Copy the lines below word for word, starting at the line with "segment **tree canopy**, all instances" and ending at the line with "Return the outline of every instance of the **tree", both included.

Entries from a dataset
=-=-=-=-=

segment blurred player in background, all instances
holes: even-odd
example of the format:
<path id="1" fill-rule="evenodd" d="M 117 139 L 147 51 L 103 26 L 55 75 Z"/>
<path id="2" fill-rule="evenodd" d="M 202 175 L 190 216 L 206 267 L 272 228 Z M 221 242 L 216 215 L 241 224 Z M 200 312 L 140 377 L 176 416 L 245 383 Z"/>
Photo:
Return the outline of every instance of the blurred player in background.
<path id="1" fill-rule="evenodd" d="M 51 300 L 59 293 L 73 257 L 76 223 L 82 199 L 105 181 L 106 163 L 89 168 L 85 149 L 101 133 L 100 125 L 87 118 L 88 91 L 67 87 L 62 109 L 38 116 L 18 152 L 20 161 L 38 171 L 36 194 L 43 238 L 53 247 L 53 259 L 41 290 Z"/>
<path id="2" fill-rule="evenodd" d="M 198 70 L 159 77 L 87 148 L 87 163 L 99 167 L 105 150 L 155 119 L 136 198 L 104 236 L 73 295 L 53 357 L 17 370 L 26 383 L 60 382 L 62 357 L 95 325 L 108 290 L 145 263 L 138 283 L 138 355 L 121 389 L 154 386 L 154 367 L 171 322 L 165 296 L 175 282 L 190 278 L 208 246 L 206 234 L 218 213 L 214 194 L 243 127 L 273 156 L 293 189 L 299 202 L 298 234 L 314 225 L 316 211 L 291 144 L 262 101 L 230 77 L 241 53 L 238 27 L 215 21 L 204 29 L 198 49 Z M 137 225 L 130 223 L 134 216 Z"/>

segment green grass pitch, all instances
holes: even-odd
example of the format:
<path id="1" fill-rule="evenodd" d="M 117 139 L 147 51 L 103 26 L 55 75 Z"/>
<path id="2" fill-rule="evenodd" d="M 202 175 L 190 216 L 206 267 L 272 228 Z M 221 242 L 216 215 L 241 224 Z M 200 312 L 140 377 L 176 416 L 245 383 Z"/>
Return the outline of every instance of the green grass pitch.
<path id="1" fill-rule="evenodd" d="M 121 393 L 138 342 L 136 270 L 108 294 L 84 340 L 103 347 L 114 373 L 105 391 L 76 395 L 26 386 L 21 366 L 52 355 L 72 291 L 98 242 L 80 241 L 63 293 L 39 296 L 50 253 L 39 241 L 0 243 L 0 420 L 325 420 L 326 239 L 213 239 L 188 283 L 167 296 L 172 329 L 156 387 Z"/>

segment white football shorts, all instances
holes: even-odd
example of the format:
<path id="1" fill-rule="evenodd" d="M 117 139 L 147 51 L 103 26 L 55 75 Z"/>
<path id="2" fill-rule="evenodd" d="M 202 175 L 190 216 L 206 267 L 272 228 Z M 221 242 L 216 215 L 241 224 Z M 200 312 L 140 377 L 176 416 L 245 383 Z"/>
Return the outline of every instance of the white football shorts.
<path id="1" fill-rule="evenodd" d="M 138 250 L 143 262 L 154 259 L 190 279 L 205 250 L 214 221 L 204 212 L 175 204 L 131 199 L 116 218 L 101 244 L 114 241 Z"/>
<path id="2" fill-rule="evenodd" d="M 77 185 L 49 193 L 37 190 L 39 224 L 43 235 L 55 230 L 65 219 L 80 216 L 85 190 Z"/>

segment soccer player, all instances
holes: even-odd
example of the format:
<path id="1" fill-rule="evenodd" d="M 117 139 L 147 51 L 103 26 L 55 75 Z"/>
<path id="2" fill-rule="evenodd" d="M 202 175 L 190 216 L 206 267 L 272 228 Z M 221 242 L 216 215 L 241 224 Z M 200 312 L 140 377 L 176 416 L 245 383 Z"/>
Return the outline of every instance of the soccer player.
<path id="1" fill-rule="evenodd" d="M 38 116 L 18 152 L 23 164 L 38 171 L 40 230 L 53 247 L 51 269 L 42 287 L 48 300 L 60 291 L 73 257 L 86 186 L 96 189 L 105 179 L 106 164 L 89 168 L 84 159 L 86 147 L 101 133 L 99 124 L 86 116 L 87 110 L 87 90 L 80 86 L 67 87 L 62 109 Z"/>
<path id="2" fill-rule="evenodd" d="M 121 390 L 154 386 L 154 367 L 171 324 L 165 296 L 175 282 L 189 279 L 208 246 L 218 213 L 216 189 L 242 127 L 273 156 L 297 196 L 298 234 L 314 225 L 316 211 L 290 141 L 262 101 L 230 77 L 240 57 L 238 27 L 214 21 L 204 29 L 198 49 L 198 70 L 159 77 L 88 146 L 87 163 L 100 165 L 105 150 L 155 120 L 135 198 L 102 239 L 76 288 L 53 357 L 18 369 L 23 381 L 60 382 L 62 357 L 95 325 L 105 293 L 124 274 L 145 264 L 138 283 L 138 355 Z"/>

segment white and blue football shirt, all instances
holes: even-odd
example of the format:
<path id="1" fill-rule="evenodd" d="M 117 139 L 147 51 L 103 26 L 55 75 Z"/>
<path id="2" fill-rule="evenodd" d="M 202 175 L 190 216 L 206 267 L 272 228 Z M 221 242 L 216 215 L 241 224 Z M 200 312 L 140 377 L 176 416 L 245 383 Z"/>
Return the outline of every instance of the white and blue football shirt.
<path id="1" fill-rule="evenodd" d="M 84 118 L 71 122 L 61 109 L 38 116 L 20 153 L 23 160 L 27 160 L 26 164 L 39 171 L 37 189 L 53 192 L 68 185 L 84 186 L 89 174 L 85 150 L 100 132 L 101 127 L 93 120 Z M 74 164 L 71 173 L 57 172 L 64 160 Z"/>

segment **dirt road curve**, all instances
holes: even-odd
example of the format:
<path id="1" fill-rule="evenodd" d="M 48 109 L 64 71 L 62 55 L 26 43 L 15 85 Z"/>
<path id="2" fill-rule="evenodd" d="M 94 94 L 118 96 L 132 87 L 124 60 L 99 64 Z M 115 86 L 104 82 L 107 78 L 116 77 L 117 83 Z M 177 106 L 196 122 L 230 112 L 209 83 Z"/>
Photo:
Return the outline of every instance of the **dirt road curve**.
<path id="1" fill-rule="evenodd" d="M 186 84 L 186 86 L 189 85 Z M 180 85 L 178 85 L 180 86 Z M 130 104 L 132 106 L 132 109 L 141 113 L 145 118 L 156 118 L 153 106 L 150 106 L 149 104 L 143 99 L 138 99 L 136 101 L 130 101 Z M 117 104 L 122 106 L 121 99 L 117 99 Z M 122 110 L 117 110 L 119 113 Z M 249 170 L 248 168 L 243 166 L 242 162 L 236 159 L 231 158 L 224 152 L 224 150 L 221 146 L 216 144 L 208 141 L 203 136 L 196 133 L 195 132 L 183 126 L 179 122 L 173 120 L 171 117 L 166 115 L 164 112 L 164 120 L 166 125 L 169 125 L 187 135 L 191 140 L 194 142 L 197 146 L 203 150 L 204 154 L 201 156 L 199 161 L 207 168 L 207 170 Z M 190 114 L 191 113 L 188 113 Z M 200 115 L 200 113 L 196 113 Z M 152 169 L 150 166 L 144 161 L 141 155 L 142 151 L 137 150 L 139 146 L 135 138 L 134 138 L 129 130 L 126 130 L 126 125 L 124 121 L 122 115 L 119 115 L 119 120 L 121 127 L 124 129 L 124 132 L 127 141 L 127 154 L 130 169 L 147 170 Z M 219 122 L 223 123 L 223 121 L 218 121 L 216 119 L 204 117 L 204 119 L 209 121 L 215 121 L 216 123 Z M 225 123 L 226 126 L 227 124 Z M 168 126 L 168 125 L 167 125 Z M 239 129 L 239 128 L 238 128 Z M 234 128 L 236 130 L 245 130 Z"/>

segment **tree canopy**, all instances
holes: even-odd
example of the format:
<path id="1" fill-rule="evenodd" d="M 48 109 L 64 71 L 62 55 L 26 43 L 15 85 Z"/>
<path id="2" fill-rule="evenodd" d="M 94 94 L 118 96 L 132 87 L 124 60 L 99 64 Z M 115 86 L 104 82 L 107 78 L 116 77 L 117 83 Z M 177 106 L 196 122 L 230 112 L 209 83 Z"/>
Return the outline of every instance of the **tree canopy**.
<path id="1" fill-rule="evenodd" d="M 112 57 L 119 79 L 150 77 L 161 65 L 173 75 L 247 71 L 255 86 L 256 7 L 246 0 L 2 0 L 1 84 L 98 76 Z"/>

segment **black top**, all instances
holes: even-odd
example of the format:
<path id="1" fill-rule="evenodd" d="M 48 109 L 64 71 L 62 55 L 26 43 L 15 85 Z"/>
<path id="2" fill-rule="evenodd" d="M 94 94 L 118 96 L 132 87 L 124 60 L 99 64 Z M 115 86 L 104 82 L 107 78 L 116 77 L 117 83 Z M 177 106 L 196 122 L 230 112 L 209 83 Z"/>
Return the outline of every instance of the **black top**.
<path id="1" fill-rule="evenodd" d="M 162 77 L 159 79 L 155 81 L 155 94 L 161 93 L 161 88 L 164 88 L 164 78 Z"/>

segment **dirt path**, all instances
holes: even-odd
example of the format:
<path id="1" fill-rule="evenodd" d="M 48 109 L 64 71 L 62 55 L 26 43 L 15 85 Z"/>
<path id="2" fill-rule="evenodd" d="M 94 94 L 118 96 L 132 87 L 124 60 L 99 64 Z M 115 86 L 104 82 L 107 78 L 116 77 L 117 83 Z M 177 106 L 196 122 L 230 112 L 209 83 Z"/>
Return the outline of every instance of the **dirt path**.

=-=-=-=-=

__THE SOLUTION__
segment **tree canopy**, all instances
holes: even-odd
example of the format:
<path id="1" fill-rule="evenodd" d="M 48 109 L 64 71 L 62 55 L 26 43 L 15 85 Z"/>
<path id="2" fill-rule="evenodd" d="M 94 94 L 118 96 L 132 87 L 124 60 L 99 64 Z M 115 86 L 104 82 L 107 78 L 116 77 L 117 83 Z M 177 106 L 196 122 L 230 112 L 209 83 Z"/>
Return the outline of every instance of the **tree canopy**.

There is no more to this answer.